• _Written problem_
Reproduce nothing but the closing run of lines: the line with "(a) What is the bounding box of the flock" and each line that follows it to the end of the data.
┌──
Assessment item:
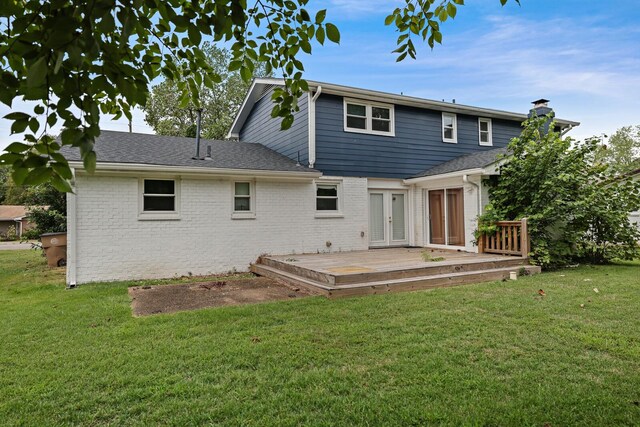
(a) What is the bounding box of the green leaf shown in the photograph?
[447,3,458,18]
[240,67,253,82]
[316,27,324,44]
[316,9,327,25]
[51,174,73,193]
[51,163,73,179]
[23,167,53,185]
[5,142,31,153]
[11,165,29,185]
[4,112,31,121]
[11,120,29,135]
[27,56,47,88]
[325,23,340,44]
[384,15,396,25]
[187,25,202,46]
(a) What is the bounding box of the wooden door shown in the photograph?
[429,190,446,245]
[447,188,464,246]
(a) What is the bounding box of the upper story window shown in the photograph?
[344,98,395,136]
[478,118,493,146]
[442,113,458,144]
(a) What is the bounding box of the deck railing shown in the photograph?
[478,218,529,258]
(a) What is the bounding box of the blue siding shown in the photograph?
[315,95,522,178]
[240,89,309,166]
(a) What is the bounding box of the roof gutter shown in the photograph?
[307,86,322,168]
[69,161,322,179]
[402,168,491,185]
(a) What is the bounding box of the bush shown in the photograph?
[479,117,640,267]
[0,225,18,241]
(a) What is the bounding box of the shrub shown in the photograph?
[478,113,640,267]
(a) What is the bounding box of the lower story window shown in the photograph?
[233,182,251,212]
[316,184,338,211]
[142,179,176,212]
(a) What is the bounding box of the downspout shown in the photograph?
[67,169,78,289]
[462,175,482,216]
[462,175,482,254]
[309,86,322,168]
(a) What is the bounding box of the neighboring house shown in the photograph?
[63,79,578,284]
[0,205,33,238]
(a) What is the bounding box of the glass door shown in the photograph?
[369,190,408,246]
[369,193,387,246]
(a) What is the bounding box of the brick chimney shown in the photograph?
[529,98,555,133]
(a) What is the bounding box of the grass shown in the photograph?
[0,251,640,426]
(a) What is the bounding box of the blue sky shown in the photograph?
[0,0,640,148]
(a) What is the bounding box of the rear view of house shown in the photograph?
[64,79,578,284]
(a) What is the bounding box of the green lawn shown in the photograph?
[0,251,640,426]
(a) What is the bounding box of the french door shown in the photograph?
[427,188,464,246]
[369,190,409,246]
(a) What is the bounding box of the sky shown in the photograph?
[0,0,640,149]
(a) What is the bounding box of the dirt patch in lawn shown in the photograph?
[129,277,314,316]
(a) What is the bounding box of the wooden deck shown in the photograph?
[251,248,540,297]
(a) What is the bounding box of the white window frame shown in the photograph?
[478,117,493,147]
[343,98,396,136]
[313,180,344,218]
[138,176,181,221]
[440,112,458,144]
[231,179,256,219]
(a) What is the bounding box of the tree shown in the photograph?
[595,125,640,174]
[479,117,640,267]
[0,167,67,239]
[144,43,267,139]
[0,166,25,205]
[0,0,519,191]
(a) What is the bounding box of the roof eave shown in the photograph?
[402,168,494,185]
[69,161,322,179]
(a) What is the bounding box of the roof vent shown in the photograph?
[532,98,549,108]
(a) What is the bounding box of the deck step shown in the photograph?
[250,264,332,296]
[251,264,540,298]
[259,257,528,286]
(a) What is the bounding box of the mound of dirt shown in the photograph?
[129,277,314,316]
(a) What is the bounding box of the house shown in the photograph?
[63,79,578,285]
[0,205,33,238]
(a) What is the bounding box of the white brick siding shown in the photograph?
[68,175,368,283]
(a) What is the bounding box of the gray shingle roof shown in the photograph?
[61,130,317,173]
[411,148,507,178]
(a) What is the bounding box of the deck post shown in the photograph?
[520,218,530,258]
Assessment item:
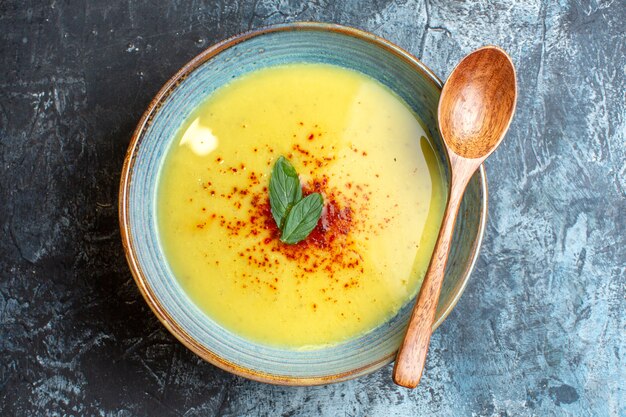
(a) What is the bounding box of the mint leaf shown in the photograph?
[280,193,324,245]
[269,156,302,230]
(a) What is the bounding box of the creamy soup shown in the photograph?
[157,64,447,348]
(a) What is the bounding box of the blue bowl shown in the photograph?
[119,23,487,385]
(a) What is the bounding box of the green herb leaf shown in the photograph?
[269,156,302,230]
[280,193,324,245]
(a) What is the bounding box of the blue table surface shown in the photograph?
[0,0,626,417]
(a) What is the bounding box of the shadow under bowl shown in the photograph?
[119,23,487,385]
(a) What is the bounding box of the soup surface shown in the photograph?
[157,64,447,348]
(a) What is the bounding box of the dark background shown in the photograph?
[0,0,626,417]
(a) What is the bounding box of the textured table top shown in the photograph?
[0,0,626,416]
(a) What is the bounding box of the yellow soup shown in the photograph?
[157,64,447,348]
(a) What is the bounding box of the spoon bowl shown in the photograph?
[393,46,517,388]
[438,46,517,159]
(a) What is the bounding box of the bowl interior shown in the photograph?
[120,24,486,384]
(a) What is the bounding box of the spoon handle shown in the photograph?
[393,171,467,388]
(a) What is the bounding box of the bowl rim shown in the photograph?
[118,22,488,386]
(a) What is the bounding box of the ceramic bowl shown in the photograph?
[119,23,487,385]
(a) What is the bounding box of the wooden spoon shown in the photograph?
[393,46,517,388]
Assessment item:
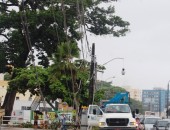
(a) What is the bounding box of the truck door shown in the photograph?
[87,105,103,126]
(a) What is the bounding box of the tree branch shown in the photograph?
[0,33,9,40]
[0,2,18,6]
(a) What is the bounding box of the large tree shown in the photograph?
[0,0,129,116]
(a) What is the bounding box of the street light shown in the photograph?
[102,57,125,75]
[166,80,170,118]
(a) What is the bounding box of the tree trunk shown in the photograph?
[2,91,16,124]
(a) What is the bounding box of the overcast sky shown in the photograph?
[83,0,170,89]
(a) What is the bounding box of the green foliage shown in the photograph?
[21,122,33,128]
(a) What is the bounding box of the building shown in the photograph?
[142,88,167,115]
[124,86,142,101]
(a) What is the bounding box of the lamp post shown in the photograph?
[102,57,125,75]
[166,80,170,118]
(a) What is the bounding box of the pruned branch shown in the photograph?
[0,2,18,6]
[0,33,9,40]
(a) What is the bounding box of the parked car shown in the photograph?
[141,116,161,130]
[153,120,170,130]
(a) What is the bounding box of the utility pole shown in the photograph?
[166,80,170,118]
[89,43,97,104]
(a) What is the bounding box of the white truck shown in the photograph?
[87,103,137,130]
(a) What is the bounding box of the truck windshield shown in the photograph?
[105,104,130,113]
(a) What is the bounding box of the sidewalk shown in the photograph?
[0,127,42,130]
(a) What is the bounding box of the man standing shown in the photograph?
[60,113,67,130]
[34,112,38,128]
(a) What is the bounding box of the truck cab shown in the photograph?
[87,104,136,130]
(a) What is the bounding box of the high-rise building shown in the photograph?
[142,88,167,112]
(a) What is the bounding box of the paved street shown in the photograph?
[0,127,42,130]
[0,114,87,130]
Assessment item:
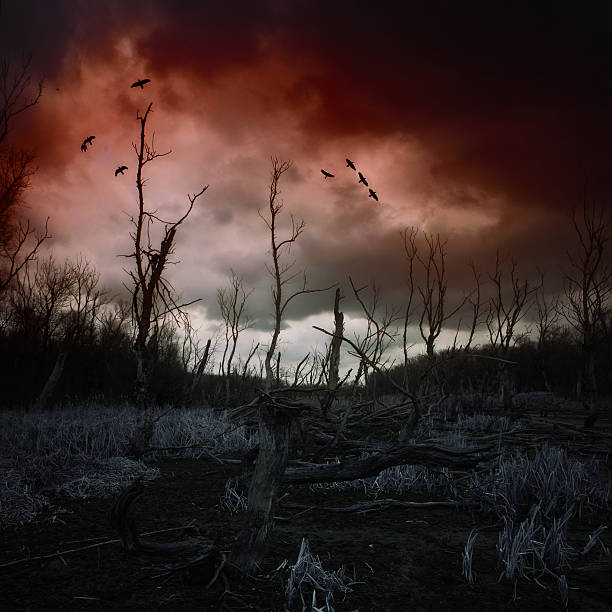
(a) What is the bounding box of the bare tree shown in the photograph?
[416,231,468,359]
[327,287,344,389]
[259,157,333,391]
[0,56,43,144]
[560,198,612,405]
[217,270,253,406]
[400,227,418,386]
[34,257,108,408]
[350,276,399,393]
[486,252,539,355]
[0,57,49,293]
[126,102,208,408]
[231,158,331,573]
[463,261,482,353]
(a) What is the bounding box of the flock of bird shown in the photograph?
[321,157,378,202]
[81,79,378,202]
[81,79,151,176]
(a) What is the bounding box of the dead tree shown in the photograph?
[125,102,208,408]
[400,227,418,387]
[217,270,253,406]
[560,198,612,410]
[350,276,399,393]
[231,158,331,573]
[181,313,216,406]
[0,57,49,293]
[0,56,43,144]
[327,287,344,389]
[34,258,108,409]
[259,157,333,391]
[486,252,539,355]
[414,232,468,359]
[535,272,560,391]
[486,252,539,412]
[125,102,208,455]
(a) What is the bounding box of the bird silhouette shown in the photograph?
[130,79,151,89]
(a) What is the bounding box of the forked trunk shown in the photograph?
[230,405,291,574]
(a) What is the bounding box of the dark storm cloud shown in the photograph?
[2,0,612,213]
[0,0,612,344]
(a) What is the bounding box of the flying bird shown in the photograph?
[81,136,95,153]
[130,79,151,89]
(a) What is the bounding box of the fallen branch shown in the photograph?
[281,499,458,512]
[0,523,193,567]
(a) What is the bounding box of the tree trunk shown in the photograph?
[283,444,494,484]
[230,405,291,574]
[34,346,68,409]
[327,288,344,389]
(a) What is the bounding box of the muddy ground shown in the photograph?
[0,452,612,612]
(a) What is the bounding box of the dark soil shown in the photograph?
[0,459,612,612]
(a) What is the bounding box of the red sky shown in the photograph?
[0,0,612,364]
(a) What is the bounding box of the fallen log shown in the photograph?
└──
• _Output of the exercise_
(a) What is the bounding box of the flock of bird shown in the photograph?
[321,157,378,202]
[81,79,378,202]
[81,79,151,176]
(a) What is the bounding box of the dead tree shown in the photograph?
[125,102,208,408]
[400,227,418,387]
[217,270,253,406]
[560,198,612,410]
[350,276,399,393]
[231,158,331,573]
[181,313,216,406]
[0,57,49,293]
[0,56,43,144]
[327,287,344,389]
[34,258,108,409]
[259,157,333,391]
[486,252,539,355]
[414,232,468,359]
[535,272,560,391]
[486,252,539,412]
[125,102,208,455]
(a) What is the bounding box of the bird silhouette shown in the photograph?
[130,79,151,89]
(a) What is the bounding box of the forked trunk shown in the photograph?
[230,405,291,574]
(a) What is the bounding box of the dark storm cloud shown in the photograph?
[2,0,612,213]
[0,0,612,344]
(a) What is the bounding box of the flying bird shown in the photograph?
[81,136,95,153]
[130,79,151,89]
(a) What is the bounding box of the fallen branch shown in the photograph?
[281,499,458,512]
[0,523,193,567]
(a) What is the bounding box of the tree trunk shown in the photograph?
[283,444,494,484]
[230,405,291,574]
[34,346,68,409]
[327,288,344,389]
(a) What is the bounding box of the muddy ground shown in the photograph?
[0,452,612,612]
(a) What is the bounding box of the dark soil shown in the photograph?
[0,459,612,612]
(a) What is the bounding box of the red sky shown in the photograph?
[0,0,612,364]
(a) What is the bounding box of the fallen log shown in the photograph?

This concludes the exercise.